▶ [PROVIDED PASSAGE]
Start of Block
Feyziye Schools Foundation (FMV) Işık Schools Florya Campus is a K12 school design project that brings together the institution’s 139 years of deep-rooted educational tradition with future educational trends.
In accordance with the educational mission of FMV Işık Schools, designing a structure that supports the holistic development of students has emerged as one of the most important criteria of the project.
The land with an area of 7000m², located in the midst of Istanbul’s industrial zone and densely built-up residential areas, has a floor area ratio of one. While the above-ground construction area permitted by the regulations is 7000m², the above-ground construction area required by the highly intensive needs programme of the school is approximately 15.000m². In this framework, while the above-ground building density should have been kept at a limit, it was necessary to accommodate some of the main functions below ground.
In accordance with the regulations, the entrance gates of the primary school and the high school were designed separately. Both the limited area of the plot, and the need to separate these areas of use and entrance, constituted the most challenging aspects of the project, requiring all sets of relationships to be resolved with a more complicated architectural approach.
In order to maximise the use of daylight and natural ventilation, all main areas of use are located above ground. Secondary areas, indoor sports activities and common gathering areas are spread over the first and second basement floors, with the aim of providing natural ventilation and natural light to some of the main functions in these areas.
Both light and fresh air are brought to the basement floors through automated wings that are sensitive to carbon dioxide, as well as light through light wells, skylights and sun tunnels.
In the mass layout, such parameters as maximum daylight, negative effects of the prevailing wind, arrangement of all main uses above ground, and supply of sufficient open areas of use were evaluated. The buildings are located on the eastern-western side of the plot while the southern side is left empty, thus creating a central courtyard that can receive daylight. On the northern side, a learning centre with a glass façade is located. In this way, both the intensity of north winds affecting the central courtyard was reduced, and the façades of the student centre could be made in glass, completely, thanks to the neutral northern light.
Electricity generated by PV solar panels placed on the roof is transferred to student charging stations via floor panels. The aim is to raise the students’ awareness with respect to the utilisation of reusable energy. Indicators integrated with the PV floor panels, displaying information on the electrical energy produced, were positioned in the corridors of classrooms in such a way that they are visible to the students. Walls where these interior panels are located have been turned into objects of interior design with the use of various graphic design visuals.
Panels placed on the façade for solar control reduced the mechanical load by enabling more efficient use of energy in indoor mechanical calculations.
Experiences gained at the time of the pandemic during the project development process were particularly effective in forced and natural ventilation, and cooling decisions, also in determining the character of façade. In this sense, transom windows were used on the façade of each classroom unit, one being at the bottom and the other at the top. These windows are controlled by remote controls and provide natural ventilation when desired. Within the scope of measures taken due to the pandemic, natural ventilation to for each unit has been an important criterion.
On the roof of the indoor sports hall and indoor pool, different structural beam systems were compared in statical terms. The prefabricated slab system was chosen with respect to cost, ease of manufacturing, light unit weight, and no extra load on the building.
End of Block
▶ [EXERCISE DETAILS]
Transcribe exactly the section of the Florya Campus description that opens with the words containing "The land with" and closes with "functions below ground.".

▶ [SUPPLIED INFORMATION]
Start of Block
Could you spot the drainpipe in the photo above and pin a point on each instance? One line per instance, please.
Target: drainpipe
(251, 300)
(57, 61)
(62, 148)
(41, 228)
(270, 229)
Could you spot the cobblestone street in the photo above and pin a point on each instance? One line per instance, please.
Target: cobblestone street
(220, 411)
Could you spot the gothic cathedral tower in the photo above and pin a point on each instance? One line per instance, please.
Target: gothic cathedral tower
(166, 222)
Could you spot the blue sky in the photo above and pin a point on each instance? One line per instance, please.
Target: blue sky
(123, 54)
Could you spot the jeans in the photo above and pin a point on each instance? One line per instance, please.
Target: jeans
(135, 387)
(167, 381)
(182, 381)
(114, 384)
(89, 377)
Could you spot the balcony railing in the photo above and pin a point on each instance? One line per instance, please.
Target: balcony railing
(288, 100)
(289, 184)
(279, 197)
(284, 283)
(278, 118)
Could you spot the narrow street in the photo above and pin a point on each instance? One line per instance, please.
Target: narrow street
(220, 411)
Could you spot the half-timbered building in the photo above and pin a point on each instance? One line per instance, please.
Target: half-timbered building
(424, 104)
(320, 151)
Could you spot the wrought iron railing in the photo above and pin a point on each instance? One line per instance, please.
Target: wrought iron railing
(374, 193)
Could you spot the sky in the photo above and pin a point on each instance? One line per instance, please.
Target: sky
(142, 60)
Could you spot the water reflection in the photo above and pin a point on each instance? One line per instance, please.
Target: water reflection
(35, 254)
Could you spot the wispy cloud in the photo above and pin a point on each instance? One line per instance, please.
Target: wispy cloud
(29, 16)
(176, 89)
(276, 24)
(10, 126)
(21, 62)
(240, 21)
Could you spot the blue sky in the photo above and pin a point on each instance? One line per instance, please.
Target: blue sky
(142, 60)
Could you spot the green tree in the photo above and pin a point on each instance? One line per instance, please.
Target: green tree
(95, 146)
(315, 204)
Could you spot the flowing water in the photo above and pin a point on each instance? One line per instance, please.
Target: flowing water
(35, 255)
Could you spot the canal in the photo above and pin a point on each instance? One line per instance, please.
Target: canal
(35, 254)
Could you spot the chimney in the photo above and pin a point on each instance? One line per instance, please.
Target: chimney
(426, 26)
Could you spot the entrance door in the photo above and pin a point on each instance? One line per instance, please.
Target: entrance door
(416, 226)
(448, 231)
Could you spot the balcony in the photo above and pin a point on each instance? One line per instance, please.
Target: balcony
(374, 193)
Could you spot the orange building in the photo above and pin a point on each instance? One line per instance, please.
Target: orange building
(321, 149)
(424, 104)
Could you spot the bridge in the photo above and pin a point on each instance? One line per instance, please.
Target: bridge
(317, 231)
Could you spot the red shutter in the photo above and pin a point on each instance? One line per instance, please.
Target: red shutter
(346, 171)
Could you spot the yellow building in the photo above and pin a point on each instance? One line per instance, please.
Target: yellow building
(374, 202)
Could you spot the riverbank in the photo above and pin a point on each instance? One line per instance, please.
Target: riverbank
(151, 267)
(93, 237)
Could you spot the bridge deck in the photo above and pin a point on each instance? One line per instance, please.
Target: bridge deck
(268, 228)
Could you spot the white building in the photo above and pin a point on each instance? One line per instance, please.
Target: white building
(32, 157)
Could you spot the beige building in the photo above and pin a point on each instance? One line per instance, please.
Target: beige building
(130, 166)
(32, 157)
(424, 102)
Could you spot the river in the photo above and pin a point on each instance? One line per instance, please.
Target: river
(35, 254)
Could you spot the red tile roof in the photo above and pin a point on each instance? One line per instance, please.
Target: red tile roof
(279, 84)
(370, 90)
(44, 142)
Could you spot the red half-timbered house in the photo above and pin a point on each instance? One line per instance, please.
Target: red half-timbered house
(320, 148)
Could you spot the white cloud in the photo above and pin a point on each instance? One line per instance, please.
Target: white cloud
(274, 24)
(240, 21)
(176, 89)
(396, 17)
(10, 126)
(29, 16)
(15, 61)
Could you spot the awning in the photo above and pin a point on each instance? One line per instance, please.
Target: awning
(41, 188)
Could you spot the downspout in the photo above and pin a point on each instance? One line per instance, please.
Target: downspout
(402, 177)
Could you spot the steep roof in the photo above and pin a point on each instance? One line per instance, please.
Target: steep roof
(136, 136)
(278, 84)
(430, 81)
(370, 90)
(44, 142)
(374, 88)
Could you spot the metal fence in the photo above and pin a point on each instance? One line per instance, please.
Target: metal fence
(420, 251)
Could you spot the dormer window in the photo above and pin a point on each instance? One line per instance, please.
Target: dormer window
End of Block
▶ [WRITTEN RESPONSE]
The land with an area of 7000m², located in the midst of Istanbul’s industrial zone and densely built-up residential areas, has a floor area ratio of one. While the above-ground construction area permitted by the regulations is 7000m², the above-ground construction area required by the highly intensive needs programme of the school is approximately 15.000m². In this framework, while the above-ground building density should have been kept at a limit, it was necessary to accommodate some of the main functions below ground.